**Brief:** In the stretch from the line containing "the tree trunk" through the end of the lines, change every "pointer" to "cursor" and give those lines again with nothing else altered.
··········
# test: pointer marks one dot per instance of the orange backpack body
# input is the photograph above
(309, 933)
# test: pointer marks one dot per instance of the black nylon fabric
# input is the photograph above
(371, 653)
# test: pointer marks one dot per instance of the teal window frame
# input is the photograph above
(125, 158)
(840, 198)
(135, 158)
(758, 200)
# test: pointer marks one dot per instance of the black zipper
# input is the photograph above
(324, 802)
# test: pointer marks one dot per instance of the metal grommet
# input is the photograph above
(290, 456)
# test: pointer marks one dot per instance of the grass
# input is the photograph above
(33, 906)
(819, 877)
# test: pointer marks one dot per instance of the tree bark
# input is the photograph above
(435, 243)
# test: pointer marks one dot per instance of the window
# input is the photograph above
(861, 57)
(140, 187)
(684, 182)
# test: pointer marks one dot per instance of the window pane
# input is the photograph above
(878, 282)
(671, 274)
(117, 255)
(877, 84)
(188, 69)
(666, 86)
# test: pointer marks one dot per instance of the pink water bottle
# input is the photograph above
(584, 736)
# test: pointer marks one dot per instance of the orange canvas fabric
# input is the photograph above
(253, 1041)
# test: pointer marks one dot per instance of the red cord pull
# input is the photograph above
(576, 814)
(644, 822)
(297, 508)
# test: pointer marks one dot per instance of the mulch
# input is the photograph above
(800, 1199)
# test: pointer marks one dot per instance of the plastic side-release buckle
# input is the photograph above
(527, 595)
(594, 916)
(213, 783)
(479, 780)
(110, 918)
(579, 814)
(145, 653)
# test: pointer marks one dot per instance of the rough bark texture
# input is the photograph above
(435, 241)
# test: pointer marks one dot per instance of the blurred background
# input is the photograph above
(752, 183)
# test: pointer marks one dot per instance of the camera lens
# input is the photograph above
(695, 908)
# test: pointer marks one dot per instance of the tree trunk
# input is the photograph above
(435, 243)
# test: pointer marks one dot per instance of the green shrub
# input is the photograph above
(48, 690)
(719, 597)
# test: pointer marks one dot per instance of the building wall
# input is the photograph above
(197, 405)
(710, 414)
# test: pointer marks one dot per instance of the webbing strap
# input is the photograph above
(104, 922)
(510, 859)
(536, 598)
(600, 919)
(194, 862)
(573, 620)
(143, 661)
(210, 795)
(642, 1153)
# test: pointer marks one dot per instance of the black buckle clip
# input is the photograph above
··········
**Expected answer:**
# test: cursor marks one dot per instance of the tree trunk
# input is the photograph above
(435, 243)
# test: cursor marks one dot per instance of the green shrub
# input is the photograph above
(48, 690)
(719, 597)
# test: cursor marks one dot per instance of the building wall
# input is the photograph above
(197, 405)
(710, 414)
# test: cursor marks one dot per instance of the webbing strap
# input is the photograph above
(104, 922)
(510, 859)
(536, 598)
(600, 919)
(194, 862)
(573, 620)
(143, 661)
(210, 795)
(642, 1153)
# test: cursor marks one dot per instance of the black buckle clip
# input is the photograph above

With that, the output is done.